* Work instructions
Each line in the entries below that holds the word "markers" belongs in the answer.

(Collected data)
= Beginning of Section =
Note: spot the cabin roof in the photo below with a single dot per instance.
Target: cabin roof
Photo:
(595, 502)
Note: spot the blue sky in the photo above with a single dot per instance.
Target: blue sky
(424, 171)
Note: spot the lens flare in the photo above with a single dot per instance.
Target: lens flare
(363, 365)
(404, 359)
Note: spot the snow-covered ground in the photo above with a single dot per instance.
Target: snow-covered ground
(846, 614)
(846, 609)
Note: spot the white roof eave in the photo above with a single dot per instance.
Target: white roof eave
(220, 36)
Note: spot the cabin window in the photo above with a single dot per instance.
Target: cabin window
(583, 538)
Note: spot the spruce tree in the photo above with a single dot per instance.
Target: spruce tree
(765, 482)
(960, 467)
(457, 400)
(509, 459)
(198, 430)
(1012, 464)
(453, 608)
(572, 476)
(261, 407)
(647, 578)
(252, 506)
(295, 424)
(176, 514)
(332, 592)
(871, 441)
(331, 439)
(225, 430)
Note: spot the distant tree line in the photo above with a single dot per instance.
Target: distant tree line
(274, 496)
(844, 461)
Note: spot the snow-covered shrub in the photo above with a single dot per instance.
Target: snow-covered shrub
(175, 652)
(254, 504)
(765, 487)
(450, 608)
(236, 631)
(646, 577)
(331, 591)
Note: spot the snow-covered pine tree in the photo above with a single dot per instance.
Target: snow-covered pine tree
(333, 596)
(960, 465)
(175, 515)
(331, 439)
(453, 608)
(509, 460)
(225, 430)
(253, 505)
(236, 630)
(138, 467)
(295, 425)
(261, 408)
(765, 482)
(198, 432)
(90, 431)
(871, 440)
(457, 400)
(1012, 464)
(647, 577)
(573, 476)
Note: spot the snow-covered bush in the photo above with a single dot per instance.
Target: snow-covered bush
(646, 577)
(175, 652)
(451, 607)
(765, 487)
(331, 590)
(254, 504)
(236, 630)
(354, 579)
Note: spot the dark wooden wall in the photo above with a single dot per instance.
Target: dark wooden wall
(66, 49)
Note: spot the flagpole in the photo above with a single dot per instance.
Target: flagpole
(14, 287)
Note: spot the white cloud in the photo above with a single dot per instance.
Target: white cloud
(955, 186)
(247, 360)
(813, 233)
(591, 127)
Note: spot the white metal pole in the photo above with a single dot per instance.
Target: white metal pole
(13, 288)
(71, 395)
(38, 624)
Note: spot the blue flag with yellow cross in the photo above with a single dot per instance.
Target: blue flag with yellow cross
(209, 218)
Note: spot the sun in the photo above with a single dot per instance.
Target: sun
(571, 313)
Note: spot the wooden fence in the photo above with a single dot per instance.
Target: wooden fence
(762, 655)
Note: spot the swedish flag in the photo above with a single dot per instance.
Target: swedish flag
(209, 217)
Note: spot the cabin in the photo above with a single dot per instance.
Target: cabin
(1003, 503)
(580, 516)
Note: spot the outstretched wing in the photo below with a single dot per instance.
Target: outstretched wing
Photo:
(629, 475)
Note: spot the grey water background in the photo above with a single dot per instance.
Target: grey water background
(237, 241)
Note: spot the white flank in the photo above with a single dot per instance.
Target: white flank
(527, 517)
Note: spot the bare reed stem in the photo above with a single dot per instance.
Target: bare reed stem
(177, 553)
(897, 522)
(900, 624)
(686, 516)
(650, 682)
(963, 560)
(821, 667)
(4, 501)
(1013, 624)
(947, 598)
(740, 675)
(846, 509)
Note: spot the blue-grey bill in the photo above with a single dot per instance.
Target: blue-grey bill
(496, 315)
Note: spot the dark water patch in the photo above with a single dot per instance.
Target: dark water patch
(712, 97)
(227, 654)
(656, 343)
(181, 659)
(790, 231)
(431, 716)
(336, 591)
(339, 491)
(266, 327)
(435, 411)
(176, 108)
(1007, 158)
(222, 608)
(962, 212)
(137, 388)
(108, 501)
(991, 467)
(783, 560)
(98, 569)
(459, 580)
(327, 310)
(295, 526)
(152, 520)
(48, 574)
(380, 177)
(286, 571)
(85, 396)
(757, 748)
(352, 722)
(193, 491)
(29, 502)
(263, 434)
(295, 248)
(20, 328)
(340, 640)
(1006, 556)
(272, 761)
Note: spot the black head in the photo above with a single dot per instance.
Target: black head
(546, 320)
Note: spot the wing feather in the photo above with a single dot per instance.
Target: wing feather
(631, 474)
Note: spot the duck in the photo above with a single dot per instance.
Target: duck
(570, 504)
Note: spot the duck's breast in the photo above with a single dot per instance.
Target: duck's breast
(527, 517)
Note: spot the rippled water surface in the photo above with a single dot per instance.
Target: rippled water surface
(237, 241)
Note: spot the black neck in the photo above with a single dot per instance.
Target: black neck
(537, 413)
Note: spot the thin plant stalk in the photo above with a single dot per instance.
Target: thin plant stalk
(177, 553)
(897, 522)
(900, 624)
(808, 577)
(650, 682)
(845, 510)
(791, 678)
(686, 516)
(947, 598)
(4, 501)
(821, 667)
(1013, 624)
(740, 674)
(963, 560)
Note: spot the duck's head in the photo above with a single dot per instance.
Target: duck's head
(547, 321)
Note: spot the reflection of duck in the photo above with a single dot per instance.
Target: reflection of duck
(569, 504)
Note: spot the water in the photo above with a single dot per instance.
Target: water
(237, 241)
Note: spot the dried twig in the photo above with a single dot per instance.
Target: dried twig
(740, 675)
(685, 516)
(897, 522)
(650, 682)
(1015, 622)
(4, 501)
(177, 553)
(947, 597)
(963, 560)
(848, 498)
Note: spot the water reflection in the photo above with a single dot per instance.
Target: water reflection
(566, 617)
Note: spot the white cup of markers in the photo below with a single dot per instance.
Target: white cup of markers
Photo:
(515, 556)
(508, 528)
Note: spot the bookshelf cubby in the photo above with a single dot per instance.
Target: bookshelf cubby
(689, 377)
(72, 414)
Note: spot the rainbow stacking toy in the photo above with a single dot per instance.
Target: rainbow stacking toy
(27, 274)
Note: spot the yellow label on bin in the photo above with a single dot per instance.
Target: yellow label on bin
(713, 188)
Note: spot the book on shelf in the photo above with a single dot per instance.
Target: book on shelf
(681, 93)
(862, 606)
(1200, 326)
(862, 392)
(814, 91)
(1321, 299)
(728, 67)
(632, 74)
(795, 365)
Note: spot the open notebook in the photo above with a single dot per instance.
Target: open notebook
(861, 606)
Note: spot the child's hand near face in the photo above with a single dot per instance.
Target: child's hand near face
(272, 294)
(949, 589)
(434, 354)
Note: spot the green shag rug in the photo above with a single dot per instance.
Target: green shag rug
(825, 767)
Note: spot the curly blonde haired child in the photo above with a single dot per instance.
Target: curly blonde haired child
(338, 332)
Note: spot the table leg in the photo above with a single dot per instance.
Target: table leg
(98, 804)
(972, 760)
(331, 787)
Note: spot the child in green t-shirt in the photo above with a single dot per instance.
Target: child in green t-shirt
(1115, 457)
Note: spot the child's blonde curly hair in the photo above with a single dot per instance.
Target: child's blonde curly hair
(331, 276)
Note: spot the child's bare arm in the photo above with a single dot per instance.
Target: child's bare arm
= End of Section =
* Result
Note: spot the white cup of markers in the photo below with a single dot per instance.
Target: white cup of markers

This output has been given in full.